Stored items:
____
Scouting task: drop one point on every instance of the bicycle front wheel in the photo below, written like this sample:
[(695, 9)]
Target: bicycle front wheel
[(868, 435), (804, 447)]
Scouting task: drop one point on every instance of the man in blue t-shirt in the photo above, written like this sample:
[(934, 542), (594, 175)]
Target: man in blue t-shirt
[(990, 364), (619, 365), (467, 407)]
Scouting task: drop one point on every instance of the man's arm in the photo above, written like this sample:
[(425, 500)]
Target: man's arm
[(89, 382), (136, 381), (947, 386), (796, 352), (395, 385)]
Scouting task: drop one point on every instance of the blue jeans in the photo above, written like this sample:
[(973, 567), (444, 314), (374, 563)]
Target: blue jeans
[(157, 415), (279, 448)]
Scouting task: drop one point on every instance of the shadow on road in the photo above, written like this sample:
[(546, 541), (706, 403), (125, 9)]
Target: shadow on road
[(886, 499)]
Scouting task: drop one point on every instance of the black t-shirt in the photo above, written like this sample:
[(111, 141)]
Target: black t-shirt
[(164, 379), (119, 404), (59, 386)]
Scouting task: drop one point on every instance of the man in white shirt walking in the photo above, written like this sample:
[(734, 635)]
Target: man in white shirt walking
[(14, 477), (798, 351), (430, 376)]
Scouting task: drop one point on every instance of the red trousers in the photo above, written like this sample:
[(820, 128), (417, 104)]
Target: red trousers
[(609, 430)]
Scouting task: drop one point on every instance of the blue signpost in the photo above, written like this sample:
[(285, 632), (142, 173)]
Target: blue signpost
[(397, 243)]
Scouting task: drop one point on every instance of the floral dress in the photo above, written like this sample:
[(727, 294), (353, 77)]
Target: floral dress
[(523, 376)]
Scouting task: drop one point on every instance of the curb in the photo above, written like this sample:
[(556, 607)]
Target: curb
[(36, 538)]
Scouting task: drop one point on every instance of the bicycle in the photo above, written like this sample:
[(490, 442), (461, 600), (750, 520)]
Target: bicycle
____
Every entry must be output again, exactly as written above.

* **REPLY**:
Scouting task: drop one point on every instance of the bicycle front wheel in the photo below, written like this sample:
[(695, 9)]
Target: bicycle front wheel
[(868, 435), (804, 447)]
Scouting task: drop one point on every instance of the man in blue t-shirt in the photo above, written like this sample:
[(934, 542), (594, 175)]
Target: man in blue t-shirt
[(990, 364), (619, 365), (467, 407)]
Scouting task: drop one point on every instance of the man's arm in the photo above, written like this sample:
[(425, 500)]
Target: man's arm
[(89, 382), (136, 381), (947, 386), (796, 352), (395, 385)]
Scouting task: drop one point on every instance of the blue jeans in the photo above, written like this sample:
[(973, 567), (444, 314), (374, 563)]
Target: blue jeans
[(157, 415), (279, 448)]
Scouting task: drop one point on every instance of the shadow on road in the photo above, written like this sample:
[(546, 541), (706, 403), (125, 9)]
Target: shadow on road
[(886, 499)]
Scouting task: drop one point on every instance of the black t-shirt in the photo above, written like this sample:
[(111, 141)]
Target: black t-shirt
[(164, 379), (119, 404), (59, 386)]
Scouting task: drop one point on every instance of the man in white shirt walking in the photo above, written like this sample:
[(734, 635)]
Target: man in white shirt walking
[(14, 477), (798, 351), (430, 376)]
Scouting task: drop one point on every instance of the red trousers in the photo above, written like this sample:
[(820, 128), (417, 104)]
Target: red trousers
[(609, 430)]
Scouting task: drop one point on every instance of the blue signpost in the photo above, written like this sample:
[(285, 632), (142, 173)]
Target: blue signpost
[(397, 243)]
Scouting task: drop one point on every instance of the floral dress in the photo above, written like this sample:
[(727, 294), (353, 77)]
Target: floral dress
[(523, 376)]
Scouting task: drop one point on every instance of the curb in the photo above, written like this sample:
[(556, 607)]
Target: curb
[(36, 538)]
Scouting task: drop one point on every instance of the bicycle in the photo above, written like this sample:
[(490, 442), (461, 600), (750, 520)]
Target: bicycle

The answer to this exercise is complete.